[start SUPPLIED RECORDS]
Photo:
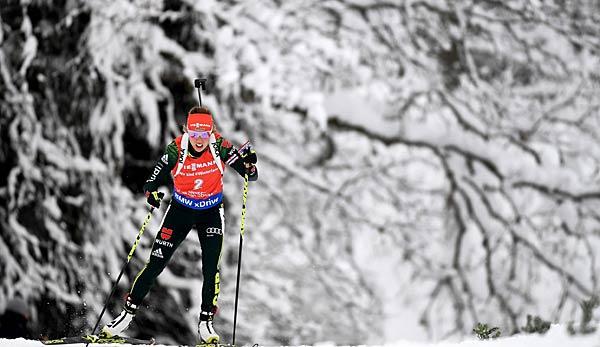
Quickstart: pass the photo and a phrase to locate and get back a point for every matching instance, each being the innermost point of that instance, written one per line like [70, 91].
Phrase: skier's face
[199, 139]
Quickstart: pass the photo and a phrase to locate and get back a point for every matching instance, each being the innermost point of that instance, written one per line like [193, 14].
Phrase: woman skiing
[195, 161]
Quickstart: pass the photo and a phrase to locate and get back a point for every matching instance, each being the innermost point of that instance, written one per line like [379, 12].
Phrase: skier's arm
[162, 169]
[232, 157]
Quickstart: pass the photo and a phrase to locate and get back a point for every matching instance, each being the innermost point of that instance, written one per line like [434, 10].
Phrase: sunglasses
[197, 134]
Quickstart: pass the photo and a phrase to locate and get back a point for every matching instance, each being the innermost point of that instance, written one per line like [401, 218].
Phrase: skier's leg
[174, 227]
[210, 233]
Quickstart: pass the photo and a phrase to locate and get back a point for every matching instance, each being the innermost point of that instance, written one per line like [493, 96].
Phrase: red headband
[199, 122]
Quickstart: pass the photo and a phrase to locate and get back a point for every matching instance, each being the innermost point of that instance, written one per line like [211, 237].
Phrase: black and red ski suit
[196, 202]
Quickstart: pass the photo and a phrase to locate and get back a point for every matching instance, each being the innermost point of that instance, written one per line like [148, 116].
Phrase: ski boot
[205, 329]
[120, 323]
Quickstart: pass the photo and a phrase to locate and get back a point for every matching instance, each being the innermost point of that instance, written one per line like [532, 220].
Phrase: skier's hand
[154, 198]
[252, 172]
[248, 153]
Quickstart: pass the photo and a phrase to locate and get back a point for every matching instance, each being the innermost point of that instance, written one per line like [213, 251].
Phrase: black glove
[154, 198]
[252, 172]
[248, 153]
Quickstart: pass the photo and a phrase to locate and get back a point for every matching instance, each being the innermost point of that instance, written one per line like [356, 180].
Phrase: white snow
[557, 336]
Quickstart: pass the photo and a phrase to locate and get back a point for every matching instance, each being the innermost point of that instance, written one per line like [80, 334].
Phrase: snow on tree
[436, 156]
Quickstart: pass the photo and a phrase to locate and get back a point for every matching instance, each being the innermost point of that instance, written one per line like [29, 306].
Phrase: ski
[98, 340]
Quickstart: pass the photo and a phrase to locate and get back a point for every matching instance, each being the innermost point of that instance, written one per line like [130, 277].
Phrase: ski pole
[137, 241]
[242, 227]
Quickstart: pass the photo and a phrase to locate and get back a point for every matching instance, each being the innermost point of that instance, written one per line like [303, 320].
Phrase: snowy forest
[424, 165]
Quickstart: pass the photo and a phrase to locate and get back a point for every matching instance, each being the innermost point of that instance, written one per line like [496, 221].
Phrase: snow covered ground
[556, 337]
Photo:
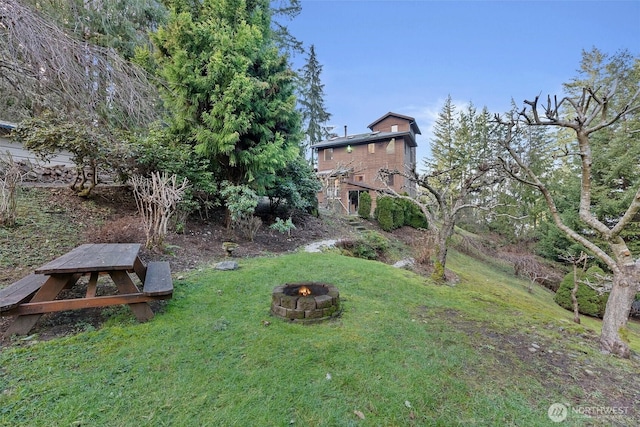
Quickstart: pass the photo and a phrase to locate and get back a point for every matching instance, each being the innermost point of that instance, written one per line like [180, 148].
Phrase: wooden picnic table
[36, 294]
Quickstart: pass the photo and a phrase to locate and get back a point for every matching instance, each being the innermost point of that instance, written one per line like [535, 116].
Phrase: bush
[384, 212]
[370, 245]
[398, 213]
[364, 206]
[392, 213]
[589, 302]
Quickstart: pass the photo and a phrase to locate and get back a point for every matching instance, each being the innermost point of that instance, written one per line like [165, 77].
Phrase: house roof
[413, 124]
[364, 138]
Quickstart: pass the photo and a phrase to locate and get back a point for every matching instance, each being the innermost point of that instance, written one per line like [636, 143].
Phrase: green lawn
[404, 352]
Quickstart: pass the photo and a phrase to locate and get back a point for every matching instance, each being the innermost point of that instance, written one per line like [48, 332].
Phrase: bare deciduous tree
[157, 198]
[587, 114]
[440, 205]
[575, 261]
[52, 69]
[10, 178]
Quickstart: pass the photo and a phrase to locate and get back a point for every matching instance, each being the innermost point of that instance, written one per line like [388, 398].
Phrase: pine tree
[229, 90]
[314, 114]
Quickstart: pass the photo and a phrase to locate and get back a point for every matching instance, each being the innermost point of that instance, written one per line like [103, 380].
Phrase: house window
[391, 146]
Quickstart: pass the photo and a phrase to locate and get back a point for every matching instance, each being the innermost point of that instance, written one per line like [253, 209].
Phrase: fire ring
[307, 302]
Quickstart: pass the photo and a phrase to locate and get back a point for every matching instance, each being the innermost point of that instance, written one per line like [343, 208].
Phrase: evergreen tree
[229, 90]
[314, 114]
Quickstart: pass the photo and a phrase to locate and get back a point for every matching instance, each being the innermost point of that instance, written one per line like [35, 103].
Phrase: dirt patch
[570, 367]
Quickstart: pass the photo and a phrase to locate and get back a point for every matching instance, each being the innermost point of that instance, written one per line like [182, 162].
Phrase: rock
[227, 265]
[319, 246]
[407, 262]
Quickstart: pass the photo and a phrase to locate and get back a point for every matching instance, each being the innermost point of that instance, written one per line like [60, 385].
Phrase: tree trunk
[574, 298]
[614, 323]
[439, 272]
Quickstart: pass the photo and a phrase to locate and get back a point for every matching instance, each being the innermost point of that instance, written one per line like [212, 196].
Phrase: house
[348, 166]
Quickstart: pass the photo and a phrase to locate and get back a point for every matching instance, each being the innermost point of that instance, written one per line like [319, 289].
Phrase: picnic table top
[94, 257]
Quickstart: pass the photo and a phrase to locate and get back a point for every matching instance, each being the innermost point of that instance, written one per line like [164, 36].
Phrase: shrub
[392, 213]
[283, 226]
[398, 213]
[364, 206]
[370, 245]
[590, 303]
[384, 212]
[413, 216]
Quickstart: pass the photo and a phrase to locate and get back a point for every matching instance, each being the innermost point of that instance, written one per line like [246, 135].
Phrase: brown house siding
[361, 160]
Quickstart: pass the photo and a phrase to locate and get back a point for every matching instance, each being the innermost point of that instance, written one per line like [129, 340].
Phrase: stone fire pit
[307, 302]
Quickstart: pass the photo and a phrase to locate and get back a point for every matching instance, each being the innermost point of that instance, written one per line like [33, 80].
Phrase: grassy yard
[404, 352]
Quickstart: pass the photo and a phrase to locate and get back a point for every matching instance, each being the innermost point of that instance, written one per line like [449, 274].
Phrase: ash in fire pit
[305, 302]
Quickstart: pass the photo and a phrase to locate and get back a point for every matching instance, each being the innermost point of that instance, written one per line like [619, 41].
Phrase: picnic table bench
[30, 297]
[end SUPPLIED RECORDS]
WRITTEN EXERCISE: Take the line holding "like [33, 80]." and all lines after it through the end of the data, and set them down exactly.

REPLY TO THE TASK:
Quickstart: pass the photo and a phrase to locate and get back a point for every matching instance, each being the innermost point of that instance, written one per line like [33, 80].
Phrase: grassy yard
[404, 352]
Quickstart: pass the photo and a phrase to locate and get back a point for every matching instance, each being the innermost point of that instance, written one per line like [449, 274].
Phrase: ash in fire pit
[305, 302]
Quickstart: pass the photo and a phrase to locate and get back a point for every matching instance, each being the innermost point of that instance, written one per line like [619, 41].
Phrase: picnic table bench
[30, 297]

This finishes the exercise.